Given exercise A:
Decide whether each statement agrees with the Gravity's Rainbow review, answering yes or no and quoting the deciding words: (i) The Pulitzer board followed its jury's recommendation to give the fiction award to the novel. (ii) The novel lost the Nebula to Arthur C. Clarke's Rendezvous with Rama. (iii) Pynchon attended the National Book Award ceremony himself.
Given exercise B:
Repeat word for word the part of the Gravity's Rainbow review starting at "My other literary" and ending at "word behemoth.".
Given exercise C:
According to the Gravity's Rainbow review, what is the mysterious plastic used to build the black box called?

Reviewed by Ted Gioia

Only twice in my life have I a relied on a guidebook to
help me get through a novel.  I would have certainly
met my doom somewhere between Scylla and
Charybdis if, in pursuit of
James Joyce’s
Ulysses,
I had not kept Don
Gifford and Robert
Seidman’s
700 pages
of annotations at my side.  
My other literary survival
manual came into play when
reading Thomas Pynchon's
Gravity’s
Rainbow—here my lifeline was Steve Weisenburger’s
guide to the sources and contexts of this 300,000
word behemoth.  

The fascination of what’s difficult            
Has dried the sap out of my veins…

Thus wrote Yeats.   But the Irish bard didn’t live
long enough to experience
Gravity’s Rainbow,
having exited the stage around the time Mr. Pynchon
showed up on the scene.  Yet that whole period, from
late Yeats through early Pynchon, might be
considered, in retrospect, as the Age of Difficulty,
the time when readers expected a certain degree of
hardship when addressing new literary masterworks.   

But
Gravity’s Rainbow wasn't just hardship, it was a
bloody gulag.  Once you entered, there were no
guarantees you would ever emerge.   Countless souls
never survived it to the last page, without even a
Solzhenitsyn around to document their struggles and
failures.  

Related Reviews:

The Crying of Lot 49 by Thomas Pynchon
Inherent Vice by Thomas Pynchon

Even from the start, the verdicts were mixed.   When
a three-member Pulitzer Prize jury recommended
that Pynchon’s novel receive the award for fiction,
the Pulitzer board over-ruled them—as a result, no
fiction award was given out that year.  In a strange
twist—one that might have surprised even the
reclusive author—
Gravity’s Rainbow was nominated
for the Nebula, a prestigious science fiction award,
but lost out to Arthur C. Clarke’s
Rendezvous with
Rama
.  When Pynchon’s weighty novel did rack up
a big honor, the National Book Award, the author
didn’t bother to show up for the ceremony, sending
comedian
Irwin Corey—famous for his impersonations
of a drunk professor—on his behalf.  

Is
Gravity’s Rainbow really a work of speculative or
science fiction?  Certainly science and technology play
a key role in this novel, where they are mixed with
fantastic and paranormal elements.  We are given
hints about a puzzling missile component from World
War II, a black box constructed out of a mysterious
plastic called Imipolex G.  We are presented with a
quasi-mystical correlation between the love life of
character Tyrone Slothrop and the location of V2
missile bombings.  We encounter many elements of
the occult and metaphysical, with Tarot-related
symbols playing an especially noticeable role.  An
ambitious critic might even construct a mathematical
interpretation of Pynchon's work, celebrating its
persistence in turning probability and statistics on
their head—although I suspect that for our author
this twist is more an application of Jung’s concept of
synchronicity than the playing out of a sci-fi
worldview.

Records supplied:
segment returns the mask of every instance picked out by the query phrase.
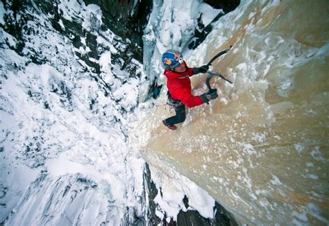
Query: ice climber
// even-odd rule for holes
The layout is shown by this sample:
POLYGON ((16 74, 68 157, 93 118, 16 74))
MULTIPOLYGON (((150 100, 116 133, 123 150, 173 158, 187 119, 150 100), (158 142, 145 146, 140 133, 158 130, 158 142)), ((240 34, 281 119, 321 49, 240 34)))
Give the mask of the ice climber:
POLYGON ((183 58, 182 54, 175 50, 168 50, 162 54, 162 67, 164 74, 167 77, 168 88, 168 101, 174 107, 176 115, 162 121, 163 124, 170 130, 176 130, 175 124, 183 123, 185 120, 185 106, 193 107, 218 97, 217 90, 205 93, 201 96, 192 94, 191 80, 189 77, 205 73, 208 65, 201 67, 188 67, 183 58))

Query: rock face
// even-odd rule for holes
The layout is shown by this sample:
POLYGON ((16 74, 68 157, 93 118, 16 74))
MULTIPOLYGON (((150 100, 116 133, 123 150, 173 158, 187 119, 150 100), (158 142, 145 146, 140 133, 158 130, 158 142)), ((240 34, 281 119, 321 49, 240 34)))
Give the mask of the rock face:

Exercise result A:
(i) No: "the Pulitzer board over-ruled them"
(ii) Yes: "lost out to Arthur C. Clarke’s Rendezvous with Rama"
(iii) No: "the author didn’t bother to show up for the ceremony"

Exercise result B:
My other literary survival
manual came into play when
reading Thomas Pynchon's
Gravity’s
Rainbow—here my lifeline was Steve Weisenburger’s
guide to the sources and contexts of this 300,000
word behemoth.

Exercise result C:
Imipolex G.